#### SOURCE TEXT
>> Begin
This is an archived snapshot of W3C's public bugzilla bug tracker, decommissioned in April 2019. Please see the home page for more details.

Bug 16688 - Consider rewriting algorithms as full algorithms so variables don't appear as if they're globals
Summary: Consider rewriting algorithms as full algorithms so variables don't appear as...
Status: RESOLVED FIXED
Alias: None
Product: WHATWG
Classification: Unclassified
Component: Encoding (show other bugs)
Version: unspecified
Hardware: PC Windows 3.1
: P2 normal
Target Milestone: Unsorted
Assignee: Anne
QA Contact: sideshowbarker+encodingspec
URL:
Whiteboard:
Keywords:
Depends on:
Blocks: 23155 23927
  Show dependency treegraph
 
Reported: 2012-04-10 16:40 UTC by Anne
Modified: 2014-03-27 16:49 UTC (History)
4 users (show)

See Also:


Attachments

Description Anne 2012-04-10 16:40:11 UTC
Global variables such as "iso-2022-kr state" seem to have unnecessarily long names (shortening, e.g, "euc-kr lead" to "lead" would make it confusingly similar to the local variable "lead", but that can be fixed differently).  The use of the definite article with global variables is not consistent.
Comment 1 Anne 2013-01-14 11:26:08 UTC
Do you have specifics on incorrect usage of the definite article? That seems like something that should be fixed.
Comment 2 pub-w3 2013-01-14 19:42:16 UTC
A clear example of inconsistent (not necessarily incorrect) article usage is ‘set iso-2022-kr state to’ alongside ‘[s]et the iso-2022-kr state to’.

More generally, it is not entirely clear why global variables tend to be used with a definite article in phrases like ‘the zxc is initially...’ but not elsewhere.
Comment 3 Anne 2013-01-15 10:28:35 UTC
So what I think I should actually do is make the encoder/decoder algorithms self-contained and inline the "global variables".

In addition I need to design some kind of stream object concept and an operation that can inject units into that stream object (for the error conditions).

Need to think about this some more.
Comment 4 Anne 2013-08-30 18:28:56 UTC
A stream consists of unit sequence ended with EOF. 

A stream's next operation either returns the next unit, EOF, or PENDING if neither unit nor EOF available.

TODO: Add a concept of "buffer" or a prepend operation.

Need to think about output of encoder/decoder operation. Want to have either all units until PENDING (API), all units including EOF (sequence), or next unit (parsers).
Comment 5 Anne 2013-09-04 16:21:59 UTC
Alternative plan for inlining the variables. We do something like:

The utf-8 decoder is utf-8's encoder. The utf-8 encoder is utf8's decoder. The utf-8 decoder and utf-8 encoder have an associated utf-8 code point, utf-8 bytes seen, ...

The utf-8 decoder's inner loop is: <current algorithm>


So basically we turn it into a clearer class system and then we can also define in a more clear way how the inner loop is invoked and when variables associated with the encoder/decoder are reset.
>> End
#### DATASET ENTRIES
>> Begin
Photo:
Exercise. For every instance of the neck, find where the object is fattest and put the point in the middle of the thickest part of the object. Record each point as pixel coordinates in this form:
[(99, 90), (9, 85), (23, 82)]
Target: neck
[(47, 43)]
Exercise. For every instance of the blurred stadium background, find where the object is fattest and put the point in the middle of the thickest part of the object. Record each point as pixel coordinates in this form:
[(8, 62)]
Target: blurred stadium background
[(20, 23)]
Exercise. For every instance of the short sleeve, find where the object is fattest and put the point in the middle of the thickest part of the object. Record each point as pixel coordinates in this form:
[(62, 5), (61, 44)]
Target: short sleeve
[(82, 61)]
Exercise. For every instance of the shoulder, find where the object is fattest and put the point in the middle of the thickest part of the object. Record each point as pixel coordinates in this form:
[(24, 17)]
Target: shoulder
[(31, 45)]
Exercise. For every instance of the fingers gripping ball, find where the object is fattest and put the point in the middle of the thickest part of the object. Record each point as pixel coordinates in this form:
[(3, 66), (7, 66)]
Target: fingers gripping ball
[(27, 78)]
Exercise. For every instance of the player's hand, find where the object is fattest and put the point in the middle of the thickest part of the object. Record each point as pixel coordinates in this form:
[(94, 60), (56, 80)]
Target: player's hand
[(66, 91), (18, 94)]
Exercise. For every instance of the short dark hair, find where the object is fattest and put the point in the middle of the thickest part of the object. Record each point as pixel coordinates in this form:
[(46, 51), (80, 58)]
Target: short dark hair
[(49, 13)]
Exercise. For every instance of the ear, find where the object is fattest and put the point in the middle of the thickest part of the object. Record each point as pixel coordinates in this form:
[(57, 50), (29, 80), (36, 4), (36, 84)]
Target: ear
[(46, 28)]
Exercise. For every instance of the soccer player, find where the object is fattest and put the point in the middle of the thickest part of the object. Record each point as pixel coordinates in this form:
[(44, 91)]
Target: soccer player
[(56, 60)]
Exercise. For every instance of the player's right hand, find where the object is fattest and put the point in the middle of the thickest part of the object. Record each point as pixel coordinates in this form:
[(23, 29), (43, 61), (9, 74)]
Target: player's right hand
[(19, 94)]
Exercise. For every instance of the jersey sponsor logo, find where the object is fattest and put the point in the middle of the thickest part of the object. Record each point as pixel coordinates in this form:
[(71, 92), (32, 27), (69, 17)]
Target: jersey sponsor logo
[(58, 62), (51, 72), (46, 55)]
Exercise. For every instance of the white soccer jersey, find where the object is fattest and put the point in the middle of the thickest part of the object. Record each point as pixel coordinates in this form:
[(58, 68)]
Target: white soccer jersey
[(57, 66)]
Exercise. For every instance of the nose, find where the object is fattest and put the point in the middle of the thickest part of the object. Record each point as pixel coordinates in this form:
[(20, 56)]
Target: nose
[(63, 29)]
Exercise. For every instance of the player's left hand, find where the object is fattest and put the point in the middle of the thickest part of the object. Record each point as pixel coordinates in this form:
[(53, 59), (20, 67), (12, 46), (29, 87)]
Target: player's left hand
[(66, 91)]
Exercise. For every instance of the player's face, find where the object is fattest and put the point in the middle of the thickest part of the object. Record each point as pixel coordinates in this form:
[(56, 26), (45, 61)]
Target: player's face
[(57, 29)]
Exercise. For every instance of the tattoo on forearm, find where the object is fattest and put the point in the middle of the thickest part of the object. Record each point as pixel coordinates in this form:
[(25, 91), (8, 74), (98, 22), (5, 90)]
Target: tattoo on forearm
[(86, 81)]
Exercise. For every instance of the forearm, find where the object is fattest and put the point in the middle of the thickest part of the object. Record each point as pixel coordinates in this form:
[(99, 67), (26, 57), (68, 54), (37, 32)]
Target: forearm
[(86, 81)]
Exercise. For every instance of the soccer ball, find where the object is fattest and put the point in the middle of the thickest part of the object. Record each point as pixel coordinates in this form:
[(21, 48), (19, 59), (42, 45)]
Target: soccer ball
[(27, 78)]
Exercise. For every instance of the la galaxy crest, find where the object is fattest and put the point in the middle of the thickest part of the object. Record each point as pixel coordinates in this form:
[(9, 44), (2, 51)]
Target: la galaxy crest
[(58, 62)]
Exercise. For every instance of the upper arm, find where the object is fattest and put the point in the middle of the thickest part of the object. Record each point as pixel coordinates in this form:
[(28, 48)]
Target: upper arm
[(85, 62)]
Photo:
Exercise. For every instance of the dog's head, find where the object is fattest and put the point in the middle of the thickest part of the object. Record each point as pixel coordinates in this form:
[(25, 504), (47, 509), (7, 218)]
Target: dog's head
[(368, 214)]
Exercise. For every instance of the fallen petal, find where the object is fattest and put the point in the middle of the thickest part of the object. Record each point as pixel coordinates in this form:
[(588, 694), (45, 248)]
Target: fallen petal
>> End
#### GIVEN PROBLEM 1
Substitute "fallen leaf" for "fallen petal" in the records, beginning at the line that has "Exercise. For every instance of the fallen" and stopping after the final line of the records, leaving everything else unchanged.
#### GIVEN PROBLEM 2
Continue the bug report on rewriting the encoding algorithms from where it stops.

#### WRITTEN ANSWER 1
Exercise. For every instance of the fallen leaf, find where the object is fattest and put the point in the middle of the thickest part of the object. Record each point as pixel coordinates in this form:
[(588, 694), (45, 248)]
Target: fallen leaf

#### WRITTEN ANSWER 2
Combined with the abstract stream concept above does that make sense?
Comment 6 Joshua Bell 2013-09-04 16:26:59 UTC
SGTM
Comment 7 Anne 2014-03-26 18:35:33 UTC
https://github.com/whatwg/encoding/commit/dc8e4c10c9b4a91f188f3145c2e31ddec4d52a78

This is a massive change. Review appreciated.
Comment 8 Joshua Bell 2014-03-26 19:33:02 UTC
The new TextEncoder/TextDecoder "serialized stream" algorithms appear to be unreferenced. They need to be integrated into the encode()/decode() method descriptions.

(Also, there's a harmless typo in the source nearby: </codE>)
Comment 9 Joshua Bell 2014-03-26 19:34:03 UTC
(In reply to Joshua Bell from comment #8)
> The new TextEncoder/TextDecoder "serialized stream" algorithms appear to be

^^ "serialize stream"

> unreferenced. They need to be integrated into the encode()/decode() method
> descriptions.
> 
> (Also, there's a harmless typo in the source nearby: </codE>)

^^ Not harmless, mucks up the formatting on the TextEncoder's description.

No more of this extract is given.